What is asked :: Copy out every record below, word for word.
───── Task inputs ─────
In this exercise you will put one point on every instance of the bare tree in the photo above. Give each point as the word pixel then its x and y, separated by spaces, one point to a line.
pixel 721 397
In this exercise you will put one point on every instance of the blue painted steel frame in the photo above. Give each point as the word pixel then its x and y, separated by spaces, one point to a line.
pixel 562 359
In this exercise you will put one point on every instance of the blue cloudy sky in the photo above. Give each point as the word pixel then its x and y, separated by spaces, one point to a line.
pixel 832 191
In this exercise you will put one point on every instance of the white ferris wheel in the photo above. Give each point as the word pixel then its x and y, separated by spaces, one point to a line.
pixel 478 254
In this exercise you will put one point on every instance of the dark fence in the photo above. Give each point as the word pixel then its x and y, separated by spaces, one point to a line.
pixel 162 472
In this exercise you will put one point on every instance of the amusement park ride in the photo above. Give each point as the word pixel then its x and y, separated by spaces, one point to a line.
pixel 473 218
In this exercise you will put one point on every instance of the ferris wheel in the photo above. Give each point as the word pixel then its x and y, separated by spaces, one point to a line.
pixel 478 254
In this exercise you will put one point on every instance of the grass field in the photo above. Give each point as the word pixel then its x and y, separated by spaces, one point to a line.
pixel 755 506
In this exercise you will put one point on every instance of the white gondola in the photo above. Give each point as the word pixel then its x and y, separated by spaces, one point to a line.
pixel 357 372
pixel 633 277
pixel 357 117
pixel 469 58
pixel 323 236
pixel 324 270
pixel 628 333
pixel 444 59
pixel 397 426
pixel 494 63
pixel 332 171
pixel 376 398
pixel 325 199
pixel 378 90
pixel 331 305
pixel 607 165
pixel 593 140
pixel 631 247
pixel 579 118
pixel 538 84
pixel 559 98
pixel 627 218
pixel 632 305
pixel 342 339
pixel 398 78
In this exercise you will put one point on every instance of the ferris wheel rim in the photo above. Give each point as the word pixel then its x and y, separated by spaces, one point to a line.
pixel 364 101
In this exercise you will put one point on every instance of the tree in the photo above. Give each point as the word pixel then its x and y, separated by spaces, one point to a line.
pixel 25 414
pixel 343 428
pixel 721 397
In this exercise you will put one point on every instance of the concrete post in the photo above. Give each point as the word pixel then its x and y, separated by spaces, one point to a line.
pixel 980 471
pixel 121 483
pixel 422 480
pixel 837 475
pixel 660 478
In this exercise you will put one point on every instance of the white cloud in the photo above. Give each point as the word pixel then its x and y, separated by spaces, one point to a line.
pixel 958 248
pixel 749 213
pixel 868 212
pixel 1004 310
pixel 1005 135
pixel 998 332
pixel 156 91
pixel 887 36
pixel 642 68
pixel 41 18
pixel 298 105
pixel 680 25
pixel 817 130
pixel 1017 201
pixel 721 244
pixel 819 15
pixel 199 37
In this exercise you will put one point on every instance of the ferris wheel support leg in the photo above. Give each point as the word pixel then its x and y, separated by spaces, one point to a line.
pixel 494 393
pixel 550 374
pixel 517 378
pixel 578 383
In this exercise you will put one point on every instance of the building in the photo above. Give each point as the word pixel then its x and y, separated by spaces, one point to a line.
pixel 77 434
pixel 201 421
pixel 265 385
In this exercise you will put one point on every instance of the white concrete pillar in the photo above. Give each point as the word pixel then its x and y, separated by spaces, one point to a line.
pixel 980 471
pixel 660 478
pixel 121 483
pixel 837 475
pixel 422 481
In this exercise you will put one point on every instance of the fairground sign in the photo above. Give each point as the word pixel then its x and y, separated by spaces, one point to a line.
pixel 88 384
─────
Exercise response ::
In this exercise you will put one point on every instance of the bare tree in the photo above. Give each point as the word pixel then its x and y, separated by spaces, one point to a line.
pixel 721 397
In this exercise you will put one point on every instance of the blue painted steel frame in the photo above. Give each point as the word pixel then its x and y, separated by spaces, one point to a line.
pixel 562 359
In this exercise you will put one point on every instance of the blue cloudy sky in the photo above. Give each point as the word pixel then its x and y, separated by spaces, one point to a line.
pixel 832 191
In this exercise you will put one point on every instance of the white ferris wheel in the photo above. Give each point as the word pixel then its x and y, separated by spaces, one point to a line.
pixel 478 254
In this exercise you will put one point on every instance of the dark fence in the photo above. Give each point as the word pixel then its x and y, separated by spaces, one point to a line.
pixel 162 472
In this exercise you will put one point on every instance of the amusement park ride in the photo above. Give each point as the word pixel then its x and y, separated by spaces, one point to a line.
pixel 473 218
In this exercise you will put one point on every instance of the ferris wheel in the photo above. Give each point as the word pixel then its x and y, separated by spaces, one point to a line.
pixel 478 254
In this exercise you will put one point on every instance of the grass field in the photo above. Give each point as the word pixel then its x and y, separated by spaces, one point to a line.
pixel 755 506
In this exercise you will put one point on every instance of the white gondola in the photo above. Give each point as the word pixel then its x and y, separated by spaces, one point to a line.
pixel 357 372
pixel 633 277
pixel 357 117
pixel 469 58
pixel 323 236
pixel 324 270
pixel 628 333
pixel 444 59
pixel 397 426
pixel 494 63
pixel 332 171
pixel 376 398
pixel 325 199
pixel 378 90
pixel 331 305
pixel 607 165
pixel 593 140
pixel 631 247
pixel 579 118
pixel 538 84
pixel 559 98
pixel 627 218
pixel 632 305
pixel 342 339
pixel 398 78
In this exercise you will put one point on every instance of the ferris wheel rim in the photo above. Give each point as the word pixel then its x and y, separated by spaces, one point to a line.
pixel 364 101
In this exercise you will put one point on every instance of the tree in the photo above. Give each point as the word pixel then its x and y, separated by spaces, one point to a line.
pixel 25 414
pixel 343 428
pixel 721 397
In this exercise you will put one point on every instance of the concrete post in the photo above. Give each point as the word pixel then its x and y, separated by spaces, one point to a line.
pixel 980 471
pixel 121 483
pixel 422 480
pixel 837 475
pixel 660 478
In this exercise you will put one point on every instance of the white cloud in the photo above. Give each point as the word pixel then its x and y, separated by spaces, one point to a line.
pixel 958 248
pixel 749 213
pixel 868 212
pixel 1004 310
pixel 1005 135
pixel 998 332
pixel 156 91
pixel 887 36
pixel 642 68
pixel 41 18
pixel 298 105
pixel 680 25
pixel 817 130
pixel 1017 201
pixel 721 244
pixel 819 15
pixel 199 37
In this exercise you will put one point on every instance of the ferris wheel support leg in the photo above. Give each point as the word pixel then its x and y, separated by spaces, one point to a line.
pixel 494 393
pixel 550 374
pixel 517 378
pixel 578 383
In this exercise you will put one point on every instance of the building in the photo above. Give each point as the word pixel then its x and y, separated by spaces, one point to a line.
pixel 77 434
pixel 201 421
pixel 265 385
In this exercise you will put one point on every instance of the white concrete pillar in the photo above. Give each point as the word pixel then its x and y, separated by spaces, one point to a line.
pixel 980 471
pixel 660 478
pixel 121 483
pixel 837 475
pixel 422 481
In this exercise you will put one point on every instance of the fairground sign in the photo above. Give each point as the word pixel then its x and y, separated by spaces, one point to a line.
pixel 88 384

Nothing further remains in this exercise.